__Problem description__: Beginning with the line that holds "Can you see the window" in the data below, give again every line through the one that holds "Can you see the locomotive", exactly as written.

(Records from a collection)
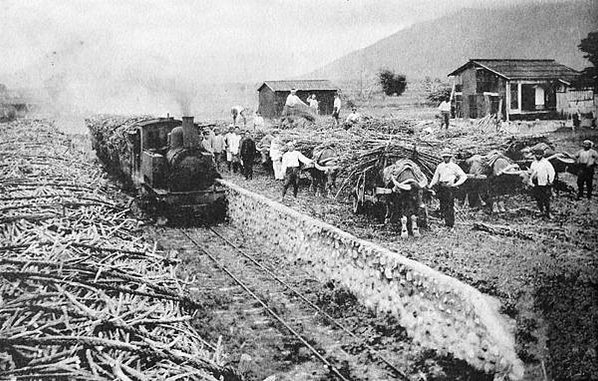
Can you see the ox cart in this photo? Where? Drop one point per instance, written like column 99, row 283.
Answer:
column 397, row 190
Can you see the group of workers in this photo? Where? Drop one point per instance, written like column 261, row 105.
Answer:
column 448, row 176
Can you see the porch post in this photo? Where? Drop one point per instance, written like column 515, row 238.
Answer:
column 519, row 96
column 508, row 99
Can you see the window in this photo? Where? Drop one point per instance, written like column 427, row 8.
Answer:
column 514, row 96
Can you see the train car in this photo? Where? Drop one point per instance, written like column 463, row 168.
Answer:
column 174, row 175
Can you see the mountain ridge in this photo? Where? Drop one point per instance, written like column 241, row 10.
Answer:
column 436, row 47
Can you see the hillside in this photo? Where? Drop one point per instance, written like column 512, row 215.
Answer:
column 435, row 48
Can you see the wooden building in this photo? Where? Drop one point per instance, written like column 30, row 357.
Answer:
column 514, row 88
column 273, row 95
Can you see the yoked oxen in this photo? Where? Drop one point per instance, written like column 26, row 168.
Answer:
column 325, row 170
column 562, row 162
column 404, row 185
column 490, row 178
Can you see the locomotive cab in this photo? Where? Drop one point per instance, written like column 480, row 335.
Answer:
column 173, row 173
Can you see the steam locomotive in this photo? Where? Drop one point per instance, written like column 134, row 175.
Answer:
column 175, row 176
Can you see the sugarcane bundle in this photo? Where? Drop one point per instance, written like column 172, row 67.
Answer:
column 108, row 134
column 82, row 295
column 373, row 160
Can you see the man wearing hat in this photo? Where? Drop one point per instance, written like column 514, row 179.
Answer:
column 586, row 159
column 290, row 168
column 541, row 179
column 448, row 176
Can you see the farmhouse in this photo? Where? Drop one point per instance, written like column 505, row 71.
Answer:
column 273, row 94
column 513, row 88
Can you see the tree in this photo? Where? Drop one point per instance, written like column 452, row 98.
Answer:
column 392, row 83
column 589, row 45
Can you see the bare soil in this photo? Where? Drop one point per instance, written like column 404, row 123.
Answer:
column 546, row 277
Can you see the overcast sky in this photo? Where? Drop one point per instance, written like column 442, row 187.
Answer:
column 162, row 43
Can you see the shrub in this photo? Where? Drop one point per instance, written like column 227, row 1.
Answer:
column 392, row 84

__Output for this task__:
Can you see the window in this photo? Where? Drop one point per instance, written like column 427, row 8.
Answer:
column 514, row 96
Can you see the train car in this photo? Where? Drop one point per instance, written like column 463, row 168.
Answer:
column 174, row 175
Can you see the mountain ridge in this photo? Where? Drop one point per instance, written like column 241, row 10.
Answer:
column 436, row 47
Can you see the hillside in this photo? Where? Drop one point per instance, written like column 512, row 215.
Answer:
column 435, row 48
Can you see the wooden building in this photo? Where? Drop one point per instance, written like column 30, row 357.
Answer:
column 514, row 88
column 273, row 95
Can you see the yoked oxen in this photo? Where? Drop one point per instance, written like column 26, row 168.
Answer:
column 325, row 170
column 562, row 162
column 404, row 185
column 490, row 178
Can you see the locomotive cab in this photo? Where? Drop one point per instance, written like column 480, row 335.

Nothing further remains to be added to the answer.